6.1 To secure its obligations to the Beneficiary and
the Lenders under the Credit Agreement, Trustor executed an
Amended and Restated Construction Deed of Trust, Fixture Filing
and Security Agreement with Assignment of Rents in favor of First
American Title Insurance Company of Nevada, as Trustee (the
"Trustee"), and the Beneficiary, encumbering the real property
described on Exhibit A hereto (the "Deed of Trust"). The Deed of
Trust was recorded on May 31, 1995 in Book 4312, Page 814, as
Document No. 1897110 of the Official Records of Washoe County,
Nevada.
C. The parties to the Deed of Trust desire to amend
the Deed of Trust so that the Deed of Trust shall hereafter
secure all obligations of Trustor to the Beneficiary and the
Lenders under interest rate swap agreements, currency swap
agreements, and similar hedging arrangements, interest rate
swaps, caps and/or collar agreements.

EXERCISE MATERIALS:
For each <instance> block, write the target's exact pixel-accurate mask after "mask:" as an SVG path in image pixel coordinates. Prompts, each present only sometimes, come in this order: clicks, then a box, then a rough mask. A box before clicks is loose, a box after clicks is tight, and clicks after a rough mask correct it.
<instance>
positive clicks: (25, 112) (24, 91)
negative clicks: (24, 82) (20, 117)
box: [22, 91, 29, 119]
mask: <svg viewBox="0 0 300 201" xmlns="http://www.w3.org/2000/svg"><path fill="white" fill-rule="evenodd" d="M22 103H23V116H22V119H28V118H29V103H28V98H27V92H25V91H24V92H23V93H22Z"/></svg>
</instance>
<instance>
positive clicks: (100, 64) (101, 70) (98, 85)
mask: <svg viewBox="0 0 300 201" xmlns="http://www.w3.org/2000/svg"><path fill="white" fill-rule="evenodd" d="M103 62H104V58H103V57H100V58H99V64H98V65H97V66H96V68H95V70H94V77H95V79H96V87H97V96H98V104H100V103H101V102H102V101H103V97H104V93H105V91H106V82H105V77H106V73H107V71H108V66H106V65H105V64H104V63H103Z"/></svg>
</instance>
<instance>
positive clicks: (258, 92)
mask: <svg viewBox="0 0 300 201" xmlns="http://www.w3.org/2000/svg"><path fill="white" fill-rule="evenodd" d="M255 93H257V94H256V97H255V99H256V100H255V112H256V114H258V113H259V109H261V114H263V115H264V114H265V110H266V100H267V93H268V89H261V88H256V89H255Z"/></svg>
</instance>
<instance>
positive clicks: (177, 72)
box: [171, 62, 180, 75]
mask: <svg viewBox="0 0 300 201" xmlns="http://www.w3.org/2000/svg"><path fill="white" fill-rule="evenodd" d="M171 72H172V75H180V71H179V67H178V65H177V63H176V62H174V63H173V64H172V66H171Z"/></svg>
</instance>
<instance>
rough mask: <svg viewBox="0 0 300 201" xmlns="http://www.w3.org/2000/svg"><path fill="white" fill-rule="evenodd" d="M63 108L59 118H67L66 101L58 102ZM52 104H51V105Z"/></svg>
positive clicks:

...

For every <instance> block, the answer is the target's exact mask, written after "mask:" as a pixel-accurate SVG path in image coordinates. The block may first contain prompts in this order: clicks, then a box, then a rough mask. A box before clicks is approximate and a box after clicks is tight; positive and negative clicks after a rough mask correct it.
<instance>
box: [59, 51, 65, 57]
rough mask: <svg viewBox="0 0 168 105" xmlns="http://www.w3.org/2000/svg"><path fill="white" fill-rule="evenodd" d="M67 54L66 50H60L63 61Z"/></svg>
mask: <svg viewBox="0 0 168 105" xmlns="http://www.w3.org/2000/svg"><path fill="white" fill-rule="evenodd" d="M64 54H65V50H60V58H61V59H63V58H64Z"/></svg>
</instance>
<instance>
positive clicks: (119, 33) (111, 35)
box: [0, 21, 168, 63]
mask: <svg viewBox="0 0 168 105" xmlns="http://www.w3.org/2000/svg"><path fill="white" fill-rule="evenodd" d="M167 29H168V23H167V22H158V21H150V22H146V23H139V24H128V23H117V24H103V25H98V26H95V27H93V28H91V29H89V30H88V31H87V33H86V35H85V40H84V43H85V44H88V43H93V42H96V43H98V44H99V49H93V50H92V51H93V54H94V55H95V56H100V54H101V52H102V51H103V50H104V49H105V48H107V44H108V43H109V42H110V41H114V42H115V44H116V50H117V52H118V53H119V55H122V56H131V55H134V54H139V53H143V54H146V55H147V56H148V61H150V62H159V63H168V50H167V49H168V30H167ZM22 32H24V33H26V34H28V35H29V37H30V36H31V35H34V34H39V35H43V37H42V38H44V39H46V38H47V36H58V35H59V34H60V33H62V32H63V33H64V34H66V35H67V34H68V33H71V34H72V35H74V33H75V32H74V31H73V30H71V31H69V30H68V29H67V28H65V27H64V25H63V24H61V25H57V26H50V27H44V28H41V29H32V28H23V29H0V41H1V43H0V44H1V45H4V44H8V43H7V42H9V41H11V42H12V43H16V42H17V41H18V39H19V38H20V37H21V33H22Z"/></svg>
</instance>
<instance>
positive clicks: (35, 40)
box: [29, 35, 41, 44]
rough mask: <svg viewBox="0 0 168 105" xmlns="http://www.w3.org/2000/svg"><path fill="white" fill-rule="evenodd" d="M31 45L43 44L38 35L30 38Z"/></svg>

PROBLEM SET:
1. On what date was the Deed of Trust recorded, according to the deed of trust text?
2. Tally the lines of the records that contain the string "positive" and give only the number.

SOLVED PROBLEMS:
1. May 31, 1995

2. 8